Problem> Extend the quilting blog excerpt below, picking up right after its final sentence.

Here’s where I am now–with blocks ready to be sewn together. Each “flower” will finish at 8 inches, for a 32-inch square…something? A table topper maybe. I’m going to hand quilt it.

I could keep moving around blocks forever I think, but I’ll stop here. I love how the warm black is working with the other colors in this month’s palette.

What interests me also is the pattern where two big blocks come together and form a circle. So I made one of those which I’m now hand sewing and will put on stretched canvas if it comes out ok.

How did it get to be Friday already?

It’s still very dry, and I’m going to have to water the flower beds again, as I don’t see any real rain on the horizon. I’ve given up on the grass for this year.

Have a great weekend!

Design Wall Fun

With “Under the Maple Tree” off the design wall, new projects are emerging–including this month’s Tara Faughnan Blocks3 block: “Garnish.” It’s “the curve month,” and the block is a “pickle” quilt block variant. As usual, Tara has given us many sizes with which to play if we want to do perfection sewing, but she has also walked us through making improv blocks.

Me, I’m using the templates she has provided. And I started with the 6-inch version to trial the block, which I added to my collection of quilt blocks made with solid fabrics on the design wall:

I went then to the 4-inch templates next and will stay there–maybe until I mostly use up this month’s fabrics.

This month’s palette is really pretty, so I’m enjoying sewing with it. Having a palette selection of fabrics sent to you makes sewing decisions easy and immediately interesting. It is a treat.

Thanks to Tara’s many lessons over the years, I’m quite good with curves these days. These 4-inch blocks joined in a four-patch will each finish at 8 inches, so I’m thinking something that is 32 by 32–maybe a table topper that I can hand sew to quilt it. Of course, I’ll probaby move around blocks before sewing them all together.

These little X-Plus blocks inspired by a Bonnie Hunter project may work out to be another donation quilt. Who knows? I don’t. The components are all from the 3.5-inch bins of squares and my stash strip bins (which I’ve organized by color now as they have gone down in size these past years). I’m not planning to make all the centers “fussy cut.” Some will just be light or dark.

Note: the mini “folded corners” ruler is a real plus for making these flying geese blocks easier and quicker to make. I love the regular size of this ruler too. Maybe something with all flying geese is in my future…

Have a great week everyone! And enjoy your Sunday.

A Cold Spell

We’ve had temps dropping into the freezing area these past two nights, so it’s been time for me to seriously undertake the outside late fall cleanup chores. The red roses have survived the cold though, so I have not had the heart to cut them back.

Extracted information>
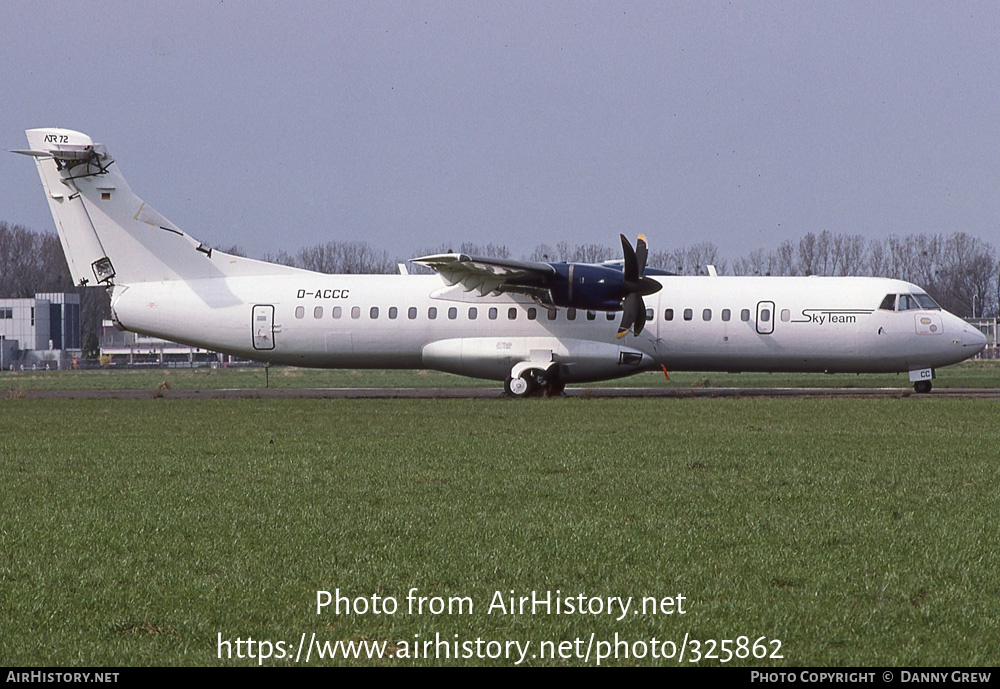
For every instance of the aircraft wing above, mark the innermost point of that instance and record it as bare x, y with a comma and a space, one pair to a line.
487, 275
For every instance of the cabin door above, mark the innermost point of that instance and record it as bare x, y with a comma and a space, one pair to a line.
765, 317
263, 326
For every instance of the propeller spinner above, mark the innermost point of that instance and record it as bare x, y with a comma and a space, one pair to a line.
636, 285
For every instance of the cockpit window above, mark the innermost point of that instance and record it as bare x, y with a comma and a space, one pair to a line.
926, 302
910, 302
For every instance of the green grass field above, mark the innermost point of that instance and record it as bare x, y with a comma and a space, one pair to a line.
856, 532
971, 374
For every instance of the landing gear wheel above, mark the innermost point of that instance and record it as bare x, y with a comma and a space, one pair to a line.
519, 387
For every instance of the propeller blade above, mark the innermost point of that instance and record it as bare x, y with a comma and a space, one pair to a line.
630, 314
641, 252
631, 267
640, 319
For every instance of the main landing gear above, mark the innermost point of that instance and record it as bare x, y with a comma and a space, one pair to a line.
922, 386
534, 381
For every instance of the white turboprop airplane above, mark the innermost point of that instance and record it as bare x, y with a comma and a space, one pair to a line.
537, 326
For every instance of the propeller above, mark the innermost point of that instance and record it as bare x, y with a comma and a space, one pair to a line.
636, 285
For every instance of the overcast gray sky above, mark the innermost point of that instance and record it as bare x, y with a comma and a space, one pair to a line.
416, 124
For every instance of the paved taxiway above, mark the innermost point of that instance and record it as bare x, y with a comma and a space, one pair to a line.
495, 393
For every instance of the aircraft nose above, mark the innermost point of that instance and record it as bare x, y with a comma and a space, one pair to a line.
973, 340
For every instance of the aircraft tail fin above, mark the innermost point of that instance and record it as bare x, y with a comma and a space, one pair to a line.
109, 235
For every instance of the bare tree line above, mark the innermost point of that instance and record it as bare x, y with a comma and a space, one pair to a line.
958, 270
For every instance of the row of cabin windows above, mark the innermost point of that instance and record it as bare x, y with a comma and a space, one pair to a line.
727, 315
532, 313
432, 313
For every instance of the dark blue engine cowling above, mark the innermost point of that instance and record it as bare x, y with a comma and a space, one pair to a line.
588, 286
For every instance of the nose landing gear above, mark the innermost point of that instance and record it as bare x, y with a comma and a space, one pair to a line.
534, 381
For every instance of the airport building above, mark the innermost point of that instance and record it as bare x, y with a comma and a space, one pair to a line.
42, 332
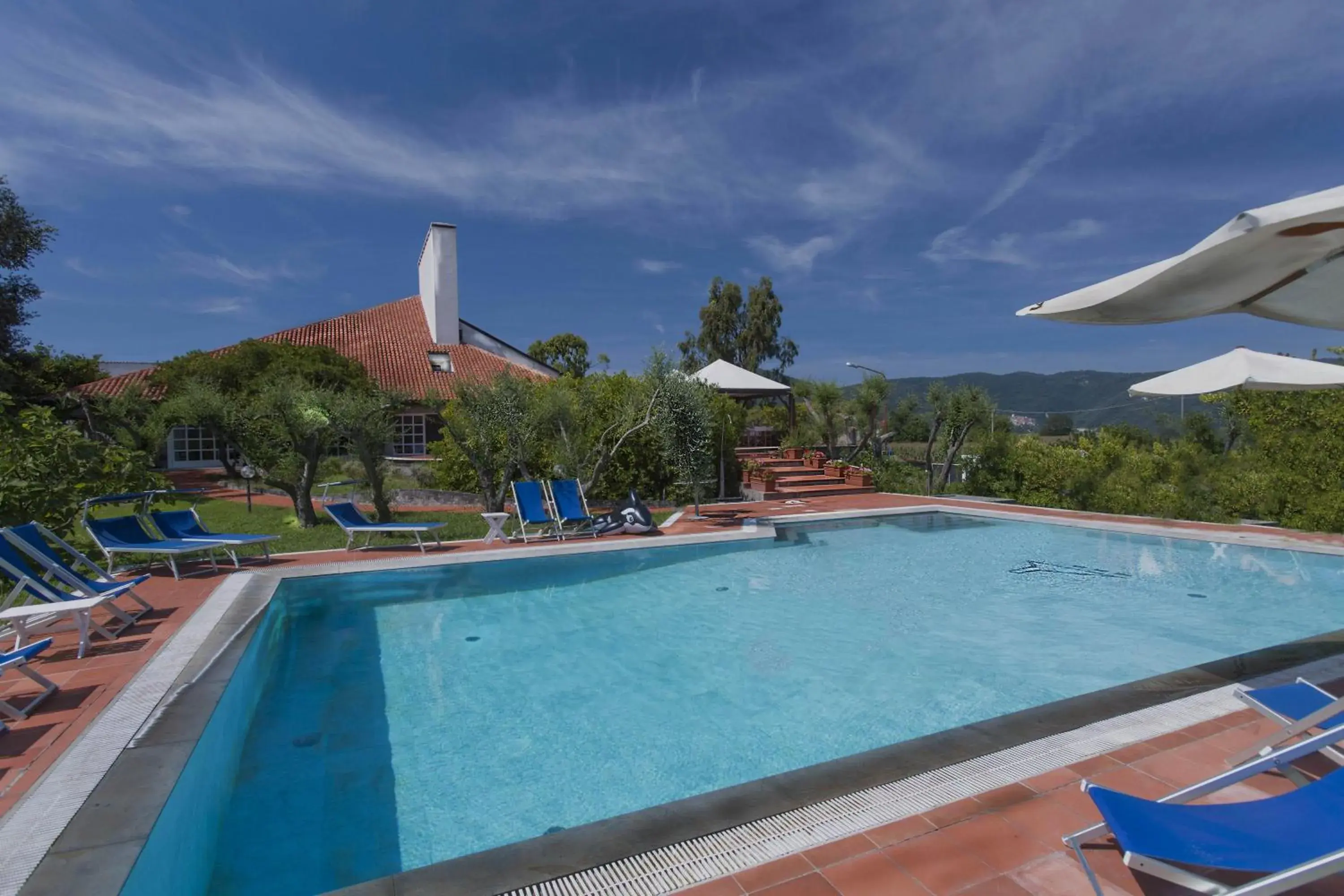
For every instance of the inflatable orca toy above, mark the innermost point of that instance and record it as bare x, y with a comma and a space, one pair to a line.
629, 516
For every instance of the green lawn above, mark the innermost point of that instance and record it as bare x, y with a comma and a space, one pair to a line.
233, 516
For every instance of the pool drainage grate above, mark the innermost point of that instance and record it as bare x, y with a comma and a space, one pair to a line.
694, 862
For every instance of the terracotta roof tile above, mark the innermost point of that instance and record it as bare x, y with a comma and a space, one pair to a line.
392, 342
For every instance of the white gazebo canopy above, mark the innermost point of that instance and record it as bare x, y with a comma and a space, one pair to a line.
1280, 261
1244, 369
738, 382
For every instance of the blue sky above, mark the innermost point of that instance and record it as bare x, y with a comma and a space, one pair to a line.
909, 174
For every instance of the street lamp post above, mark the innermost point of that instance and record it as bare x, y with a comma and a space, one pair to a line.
249, 472
867, 369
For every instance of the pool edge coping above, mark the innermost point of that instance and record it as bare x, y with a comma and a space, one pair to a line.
64, 804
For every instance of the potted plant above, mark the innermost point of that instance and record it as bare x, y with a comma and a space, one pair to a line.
858, 476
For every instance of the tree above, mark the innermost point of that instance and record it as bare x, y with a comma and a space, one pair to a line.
38, 374
1058, 425
47, 469
495, 426
271, 402
824, 404
365, 421
686, 422
589, 421
22, 240
566, 353
937, 398
869, 402
965, 409
744, 335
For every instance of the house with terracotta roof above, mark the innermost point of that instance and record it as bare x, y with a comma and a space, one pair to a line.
417, 346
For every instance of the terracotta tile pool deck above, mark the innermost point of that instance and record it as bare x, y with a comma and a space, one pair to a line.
1003, 843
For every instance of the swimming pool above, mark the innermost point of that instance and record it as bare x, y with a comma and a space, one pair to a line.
383, 722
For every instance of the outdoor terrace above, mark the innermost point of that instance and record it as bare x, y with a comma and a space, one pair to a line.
1003, 841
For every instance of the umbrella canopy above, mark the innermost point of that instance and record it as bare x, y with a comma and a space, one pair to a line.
738, 382
1244, 369
1280, 263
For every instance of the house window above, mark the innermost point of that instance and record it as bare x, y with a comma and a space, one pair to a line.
409, 437
194, 445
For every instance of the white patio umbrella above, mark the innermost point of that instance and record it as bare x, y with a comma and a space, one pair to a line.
1244, 369
1280, 263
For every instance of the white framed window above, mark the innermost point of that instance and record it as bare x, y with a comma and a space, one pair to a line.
194, 445
409, 436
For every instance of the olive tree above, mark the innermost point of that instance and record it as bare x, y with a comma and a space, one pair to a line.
685, 422
365, 421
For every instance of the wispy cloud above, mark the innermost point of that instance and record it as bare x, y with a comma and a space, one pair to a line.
81, 267
654, 267
1022, 250
956, 245
225, 269
222, 306
1054, 146
1077, 229
791, 258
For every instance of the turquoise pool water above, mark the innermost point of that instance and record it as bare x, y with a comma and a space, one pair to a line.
382, 722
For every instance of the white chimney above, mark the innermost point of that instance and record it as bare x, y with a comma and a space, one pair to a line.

The response>
Here’s what rosemary does in this climate: it makes bushes. Right now it is blooming, and the bees and hummingbirds have found it. But I think I’ll cut it back some after a hard freeze.

Still no rain though. But the walking has been delightful in these clear, sunny, cold days. Of course, if I were in Maine, I wouldn’t think this weather “cold” yet. I’d just put on socks and add a sweater layer. The wind here, though, was quite biting and strong for at least one day. And the trash cans, put outside the night before the weekly trash can pickup, had their tops opened with the night wind. We are all still picking up bits of trash that littered our front lawns.

I finished the quilt top for “Under the Maple Tree,” a Rachel LaBour’s Stitched in Color blog sewalong. The perfect backing fabric finally got here–delayed due, perhaps, to the slowdown at the airports during the shutdown. It’s a Tilda fabric. Yesterday I found a fabric for the binding locally as I couldn’t find something I liked in my stash. This quilt was a lot of work, fun though that was, so I wanted the backing and binding to really “go” with this top. The leaf blocks are all from my scrap stash.

These blocks are sewn on point, and those little cute gold side pieces were a bear to get “just right.” I worried and worried during the final trimming, but it all came out well. (Thanks Rachel LaBour.)

This little no-name donation baby quilt–made as a leader/ender with my 2-inch square bin and half-square triangles cut from scraps–is done. The pattern is from Bonnie Hunter’s free selection on her blog. It’s “Patches and Pinwheels.”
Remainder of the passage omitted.